(SELECTED PASSAGE)
☆ ☆ ☆

Fortunately, Heroes is walking in all the right directions right now toward setting itself up for homage. The main themes of my film, which admittedly took 18 months to figure out and meant the film was for a long while written on instinct, put it in a perfect position such that the comic thing can act, for anyone who's seen the show, as an homage to Heroes to in turn further the themes its trying to explore through contrast. Or something. But I think it can be done. So that way people don't look at the comic device and say "thief" but rather wonder what point's trying to be made. Of course, I'd rather I didn't have to do that and had people think I'd come up with something original and innovative, but it's not an awful second prize I suppose. Maybe. I'll sob for a couple more days and then get over it.

Lemontree
Been down to Murvale Reserve on Monday and had a quick look around the Macleans fields yesterday to figure out how I'm shooting my "forest scene," and I think that while I might need to rely a little on coverage at times just in case, I can probably shoot most of the shots I had planned, which is awesome. So enough worrying about a movie that's years off if I even get to it at all, the news is all good so far for a current, relevant project at least. So far. I won't breathe a sigh of relief yet until certain casting-related things are sorted out. No pressure. Ahem.

1 Comments:

  • At 1:31 AM, Anonymous Anonymous said…

    Well - I'd argue neither is particularly original. See e.g. http://www.imdb.com/title/tt0115163/...
    and I doubt this is the first occurrence of something in print predicting the future?

☆ ☆ ☆

(LISTING)
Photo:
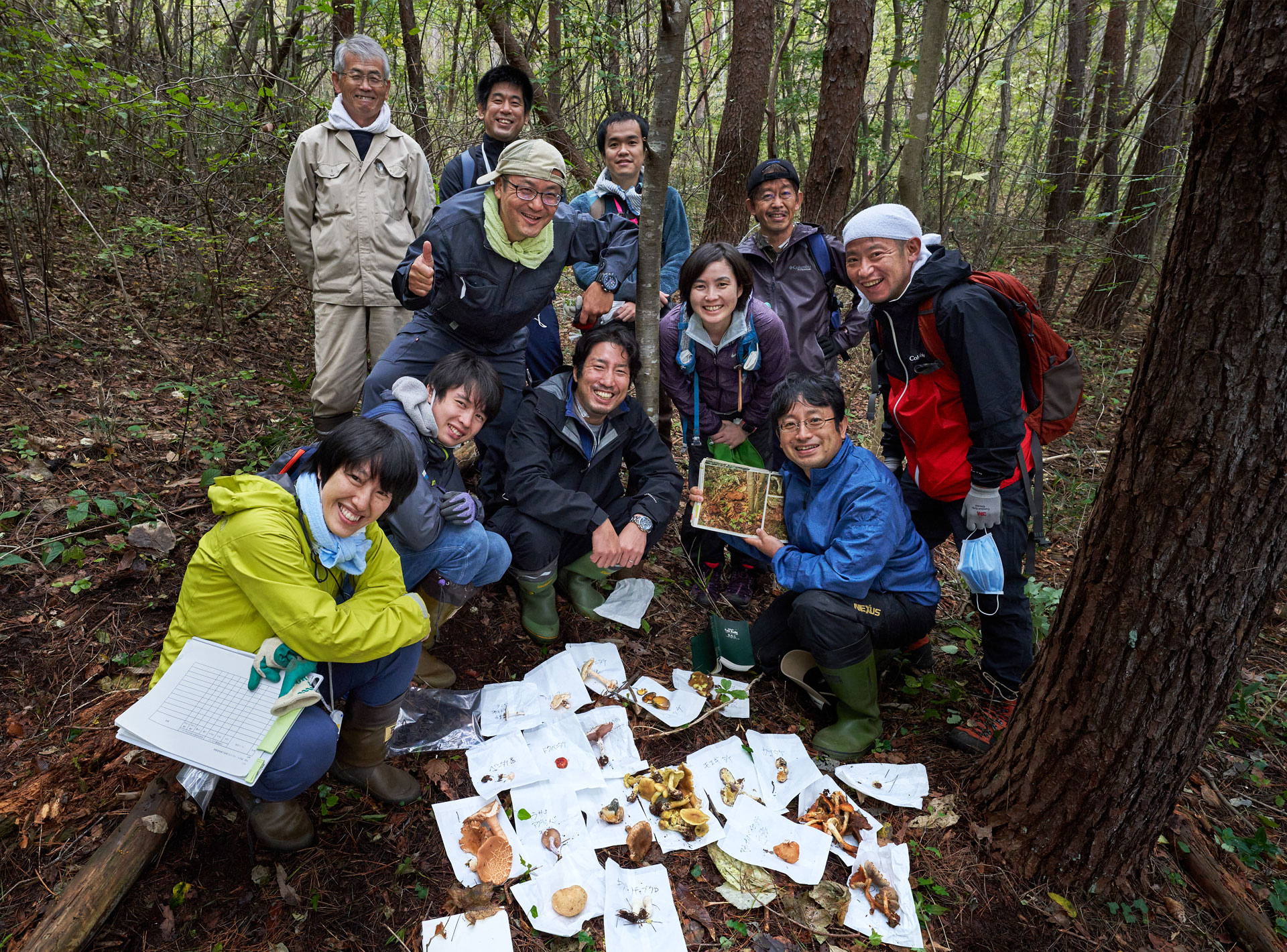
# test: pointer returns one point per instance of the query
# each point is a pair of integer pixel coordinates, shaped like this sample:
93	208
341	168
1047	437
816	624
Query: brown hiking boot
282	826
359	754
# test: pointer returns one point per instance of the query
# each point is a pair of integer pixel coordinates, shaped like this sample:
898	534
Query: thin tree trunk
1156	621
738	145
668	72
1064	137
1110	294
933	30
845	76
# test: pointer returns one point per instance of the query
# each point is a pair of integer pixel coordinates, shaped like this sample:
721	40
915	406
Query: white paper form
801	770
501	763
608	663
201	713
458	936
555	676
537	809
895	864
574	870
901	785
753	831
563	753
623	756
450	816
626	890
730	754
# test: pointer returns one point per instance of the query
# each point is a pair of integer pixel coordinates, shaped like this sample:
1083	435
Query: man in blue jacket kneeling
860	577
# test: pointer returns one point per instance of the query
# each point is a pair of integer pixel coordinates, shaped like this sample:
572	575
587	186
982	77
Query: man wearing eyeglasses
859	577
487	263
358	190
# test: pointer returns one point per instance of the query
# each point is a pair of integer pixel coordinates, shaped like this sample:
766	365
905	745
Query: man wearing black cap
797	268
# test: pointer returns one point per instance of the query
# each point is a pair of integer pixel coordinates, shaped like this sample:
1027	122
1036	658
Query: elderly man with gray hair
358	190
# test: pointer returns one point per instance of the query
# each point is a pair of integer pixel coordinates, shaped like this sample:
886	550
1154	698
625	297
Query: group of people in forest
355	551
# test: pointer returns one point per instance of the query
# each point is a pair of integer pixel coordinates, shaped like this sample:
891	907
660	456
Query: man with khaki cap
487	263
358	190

☆ ☆ ☆

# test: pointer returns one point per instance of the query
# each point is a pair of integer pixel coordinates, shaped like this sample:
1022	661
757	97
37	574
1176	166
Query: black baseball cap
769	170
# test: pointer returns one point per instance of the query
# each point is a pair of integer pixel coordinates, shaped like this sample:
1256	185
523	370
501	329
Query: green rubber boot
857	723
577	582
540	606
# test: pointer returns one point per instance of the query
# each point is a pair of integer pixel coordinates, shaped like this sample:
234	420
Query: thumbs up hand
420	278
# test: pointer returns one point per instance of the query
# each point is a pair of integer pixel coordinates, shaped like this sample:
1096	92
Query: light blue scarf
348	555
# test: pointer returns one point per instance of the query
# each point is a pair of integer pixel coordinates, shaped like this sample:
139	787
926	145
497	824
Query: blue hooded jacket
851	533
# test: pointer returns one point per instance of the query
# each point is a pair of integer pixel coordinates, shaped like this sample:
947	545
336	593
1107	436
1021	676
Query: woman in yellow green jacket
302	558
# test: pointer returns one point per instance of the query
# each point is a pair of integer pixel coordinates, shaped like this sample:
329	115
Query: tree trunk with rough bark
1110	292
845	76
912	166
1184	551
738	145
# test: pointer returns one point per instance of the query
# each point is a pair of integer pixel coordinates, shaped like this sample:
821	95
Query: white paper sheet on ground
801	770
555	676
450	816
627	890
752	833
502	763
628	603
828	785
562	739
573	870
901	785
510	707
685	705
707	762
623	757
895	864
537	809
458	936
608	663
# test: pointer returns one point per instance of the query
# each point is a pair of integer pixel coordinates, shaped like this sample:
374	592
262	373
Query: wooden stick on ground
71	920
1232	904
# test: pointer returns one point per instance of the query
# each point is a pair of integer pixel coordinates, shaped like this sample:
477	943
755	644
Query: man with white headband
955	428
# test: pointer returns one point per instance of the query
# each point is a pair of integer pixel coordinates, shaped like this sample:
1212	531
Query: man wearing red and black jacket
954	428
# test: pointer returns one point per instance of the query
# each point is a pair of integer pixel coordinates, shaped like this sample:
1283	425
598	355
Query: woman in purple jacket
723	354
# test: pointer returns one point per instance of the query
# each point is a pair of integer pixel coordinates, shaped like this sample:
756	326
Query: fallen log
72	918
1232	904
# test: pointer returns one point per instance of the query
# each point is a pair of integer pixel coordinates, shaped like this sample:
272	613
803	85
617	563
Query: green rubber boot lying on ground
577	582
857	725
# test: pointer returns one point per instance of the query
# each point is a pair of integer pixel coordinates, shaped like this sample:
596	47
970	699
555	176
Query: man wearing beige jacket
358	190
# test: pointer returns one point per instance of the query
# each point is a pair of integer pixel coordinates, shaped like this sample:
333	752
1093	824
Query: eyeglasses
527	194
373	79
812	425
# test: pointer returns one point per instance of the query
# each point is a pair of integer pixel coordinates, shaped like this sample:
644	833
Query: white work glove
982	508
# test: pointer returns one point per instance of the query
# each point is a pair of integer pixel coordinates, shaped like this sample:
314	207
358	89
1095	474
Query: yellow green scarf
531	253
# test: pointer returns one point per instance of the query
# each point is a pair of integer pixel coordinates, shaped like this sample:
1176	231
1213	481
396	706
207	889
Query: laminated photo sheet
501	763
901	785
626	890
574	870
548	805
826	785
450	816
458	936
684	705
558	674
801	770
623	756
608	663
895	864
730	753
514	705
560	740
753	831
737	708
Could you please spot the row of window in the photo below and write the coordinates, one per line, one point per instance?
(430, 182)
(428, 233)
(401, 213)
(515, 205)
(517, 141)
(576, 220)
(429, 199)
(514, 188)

☆ ☆ ☆

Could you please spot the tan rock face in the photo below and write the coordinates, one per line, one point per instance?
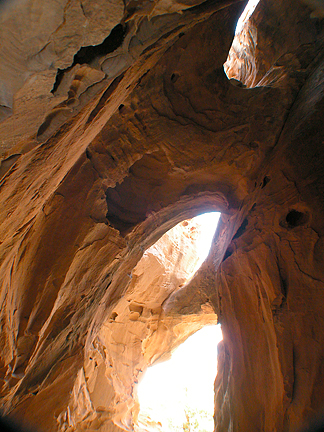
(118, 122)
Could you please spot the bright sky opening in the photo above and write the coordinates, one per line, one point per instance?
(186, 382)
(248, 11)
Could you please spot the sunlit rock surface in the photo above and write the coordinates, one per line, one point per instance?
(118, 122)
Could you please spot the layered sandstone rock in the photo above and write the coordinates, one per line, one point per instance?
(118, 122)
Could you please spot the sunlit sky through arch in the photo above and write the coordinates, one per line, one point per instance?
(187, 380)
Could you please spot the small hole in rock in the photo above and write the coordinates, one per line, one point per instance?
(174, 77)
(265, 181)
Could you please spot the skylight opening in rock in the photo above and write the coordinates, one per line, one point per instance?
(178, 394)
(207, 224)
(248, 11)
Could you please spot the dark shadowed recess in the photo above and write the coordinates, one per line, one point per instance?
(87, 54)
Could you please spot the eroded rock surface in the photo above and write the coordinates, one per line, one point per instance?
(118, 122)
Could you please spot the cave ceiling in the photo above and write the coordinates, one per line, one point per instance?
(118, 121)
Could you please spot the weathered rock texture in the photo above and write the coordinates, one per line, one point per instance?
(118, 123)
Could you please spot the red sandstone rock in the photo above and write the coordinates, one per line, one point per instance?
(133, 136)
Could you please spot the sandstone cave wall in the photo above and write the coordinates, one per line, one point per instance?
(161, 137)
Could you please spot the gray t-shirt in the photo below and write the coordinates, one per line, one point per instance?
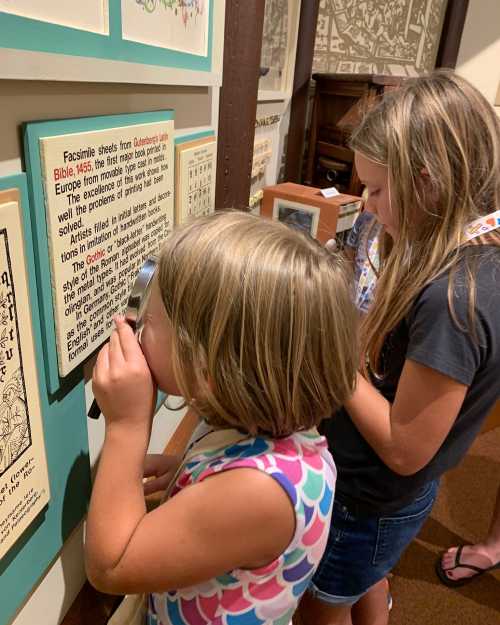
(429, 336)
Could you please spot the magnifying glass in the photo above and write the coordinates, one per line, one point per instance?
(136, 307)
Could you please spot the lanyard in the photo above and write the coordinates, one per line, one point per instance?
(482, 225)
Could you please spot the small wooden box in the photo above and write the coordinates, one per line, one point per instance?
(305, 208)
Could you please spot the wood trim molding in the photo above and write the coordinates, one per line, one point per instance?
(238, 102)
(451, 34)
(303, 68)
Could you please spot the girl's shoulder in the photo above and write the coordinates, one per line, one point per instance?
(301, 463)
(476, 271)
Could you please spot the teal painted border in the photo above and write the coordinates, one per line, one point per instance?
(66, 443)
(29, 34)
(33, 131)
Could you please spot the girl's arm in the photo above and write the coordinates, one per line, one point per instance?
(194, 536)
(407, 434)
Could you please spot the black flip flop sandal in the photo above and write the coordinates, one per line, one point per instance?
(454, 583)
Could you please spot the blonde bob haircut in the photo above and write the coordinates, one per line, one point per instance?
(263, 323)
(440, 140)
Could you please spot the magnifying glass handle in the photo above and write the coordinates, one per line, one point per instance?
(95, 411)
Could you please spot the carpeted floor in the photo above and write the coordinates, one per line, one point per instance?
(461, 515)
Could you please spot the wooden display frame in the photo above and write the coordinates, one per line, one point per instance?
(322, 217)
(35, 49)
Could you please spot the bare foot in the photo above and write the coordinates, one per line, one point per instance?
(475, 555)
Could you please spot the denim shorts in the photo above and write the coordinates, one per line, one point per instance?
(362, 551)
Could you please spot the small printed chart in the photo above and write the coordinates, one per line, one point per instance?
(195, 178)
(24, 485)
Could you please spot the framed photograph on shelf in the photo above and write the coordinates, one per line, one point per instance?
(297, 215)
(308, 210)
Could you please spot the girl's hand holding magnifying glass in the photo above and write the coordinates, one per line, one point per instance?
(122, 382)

☆ ☆ ☆

(DO THIS) Extract the passage of the blog post from "Well - I'd argue" to "predicting the future?", copying it word for word. Work only from the blog post, not the data.

(COMPLETE ANSWER)
Well - I'd argue neither is particularly original. See e.g. http://www.imdb.com/title/tt0115163/...
    and I doubt this is the first occurrence of something in print predicting the future?